**页面正文**
■ ■ ■ ■ ■

Chapter Review 6 - 练习题

基础练习题

Question 1 简单

将下列各式表示为锐角的三角函数：

\(\cos 237°\)
\(\sin 312°\)
\(\tan 190°\)
\(\cos\left(\frac{11\pi}{6}\right)\)
\(\sin\left(\frac{7\pi}{6}\right)\)
\(\tan\left(\frac{11\pi}{4}\right)\)

💡 提示

使用角度关系公式将钝角、优角和大于2π的角转换为锐角。

答案

1. \(\cos 237° = -\cos 57°\)

2. \(\sin 312° = -\sin 48°\)

3. \(\tan 190° = \tan 10°\)

4. \(\cos\left(\frac{11\pi}{6}\right) = \cos\left(\frac{\pi}{6}\right)\)

5. \(\sin\left(\frac{7\pi}{6}\right) = -\sin\left(\frac{\pi}{6}\right)\)

■ ■ ■ ■ ■

**所给资料**
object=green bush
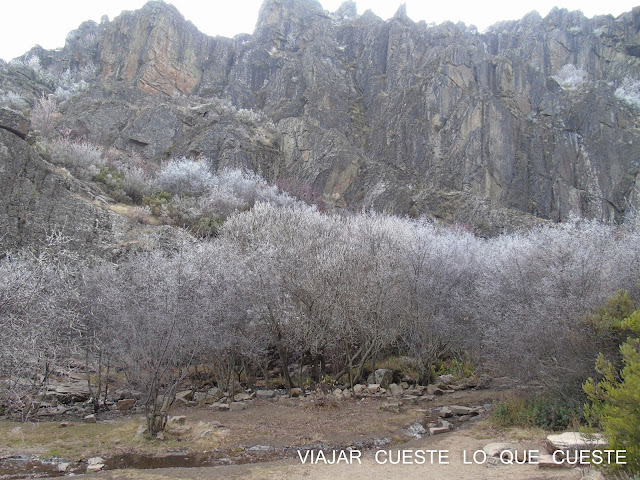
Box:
[492,395,584,430]
[584,296,640,474]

■ ■ ■ ■ ■

**待完成**
A – 在正文的答案里，cos 237° 被表示成了什么？
B – 从正文中摘出一段：开头的词句包含“Question 1 简单”，结尾是“使用角度关系公式将钝角、优角和大于2π的角转换为锐角。”。
以上资料取自另一来源。

**参考答案**
A – cos 237° = −cos 57°

B –
Question 1 简单

将下列各式表示为锐角的三角函数：

\(\cos 237°\)
\(\sin 312°\)
\(\tan 190°\)
\(\cos\left(\frac{11\pi}{6}\right)\)
\(\sin\left(\frac{7\pi}{6}\right)\)
\(\tan\left(\frac{11\pi}{4}\right)\)

💡 提示

使用角度关系公式将钝角、优角和大于2π的角转换为锐角。